━━ Given data ━━
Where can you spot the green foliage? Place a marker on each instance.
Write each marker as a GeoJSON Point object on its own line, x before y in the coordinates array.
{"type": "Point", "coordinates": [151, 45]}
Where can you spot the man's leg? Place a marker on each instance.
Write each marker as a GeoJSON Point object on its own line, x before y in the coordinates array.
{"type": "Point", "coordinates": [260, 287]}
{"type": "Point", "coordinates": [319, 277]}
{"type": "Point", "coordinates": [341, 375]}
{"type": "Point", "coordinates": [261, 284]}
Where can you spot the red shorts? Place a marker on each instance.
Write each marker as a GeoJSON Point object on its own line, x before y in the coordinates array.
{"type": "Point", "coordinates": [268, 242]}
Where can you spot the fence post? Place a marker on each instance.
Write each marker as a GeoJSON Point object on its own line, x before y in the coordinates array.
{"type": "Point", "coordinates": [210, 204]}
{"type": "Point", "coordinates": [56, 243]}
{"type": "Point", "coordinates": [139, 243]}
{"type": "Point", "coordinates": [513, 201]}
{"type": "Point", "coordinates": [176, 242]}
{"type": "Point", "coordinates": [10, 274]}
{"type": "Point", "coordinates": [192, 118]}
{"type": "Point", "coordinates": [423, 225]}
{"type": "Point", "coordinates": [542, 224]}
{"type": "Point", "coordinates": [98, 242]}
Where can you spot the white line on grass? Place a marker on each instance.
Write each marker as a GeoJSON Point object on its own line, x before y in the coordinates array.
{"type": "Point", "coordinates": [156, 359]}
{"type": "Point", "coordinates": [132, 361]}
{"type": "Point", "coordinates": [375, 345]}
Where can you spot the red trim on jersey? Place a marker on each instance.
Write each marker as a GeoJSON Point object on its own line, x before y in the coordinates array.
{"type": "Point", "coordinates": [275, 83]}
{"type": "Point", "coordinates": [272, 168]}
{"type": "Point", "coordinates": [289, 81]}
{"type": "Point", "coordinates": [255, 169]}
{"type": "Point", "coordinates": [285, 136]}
━━━
## Description of the task
Format these records as a two-column CSV with the columns request and answer, one row for each request. Put each request's text and its answer in their own quoted field, replacing line breaks with spaces.

## Reply
request,answer
"Where can you spot the green foliage? Place a marker on each instance. Write each marker as a GeoJSON Point object on its own line, x before y in the coordinates array.","{""type"": ""Point"", ""coordinates"": [151, 45]}"
"Where can you spot the man's leg? Place a marker on each instance. Write each marker as a GeoJSON Point object on its own line, x before y in the coordinates array.","{""type"": ""Point"", ""coordinates"": [260, 287]} {""type"": ""Point"", ""coordinates"": [319, 277]} {""type"": ""Point"", ""coordinates"": [341, 375]} {""type"": ""Point"", ""coordinates"": [261, 284]}"
"Where can you spot the red shorts? Place a marker on each instance. Write each marker as a GeoJSON Point object on its own line, x before y in the coordinates array.","{""type"": ""Point"", ""coordinates"": [268, 242]}"
"Where can you spot the fence post? Place a marker on each instance. Write each marker as a GeoJSON Point object on its own line, x before y in the coordinates array.","{""type"": ""Point"", ""coordinates"": [210, 204]} {""type"": ""Point"", ""coordinates"": [56, 243]} {""type"": ""Point"", ""coordinates"": [139, 243]} {""type"": ""Point"", ""coordinates"": [513, 201]} {""type"": ""Point"", ""coordinates"": [176, 242]} {""type"": ""Point"", ""coordinates"": [10, 274]} {""type"": ""Point"", ""coordinates"": [192, 118]} {""type"": ""Point"", ""coordinates"": [423, 225]} {""type"": ""Point"", ""coordinates"": [542, 224]} {""type"": ""Point"", ""coordinates"": [98, 242]}"
"Where can you spot the white line on grass? Place a marker on each instance. Write each marker as a GeoJSON Point object on its own line, x before y in the coordinates array.","{""type"": ""Point"", ""coordinates"": [156, 359]} {""type"": ""Point"", ""coordinates"": [132, 361]} {""type"": ""Point"", ""coordinates"": [375, 345]}"
"Where can you spot the red trim on jersey? Place a marker on each instance. Write each marker as a GeoJSON Point object on its own line, x before y in the coordinates array.","{""type"": ""Point"", ""coordinates"": [275, 83]} {""type"": ""Point"", ""coordinates"": [272, 168]} {""type"": ""Point"", ""coordinates"": [289, 81]} {""type"": ""Point"", ""coordinates"": [255, 169]} {""type"": ""Point"", ""coordinates"": [285, 136]}"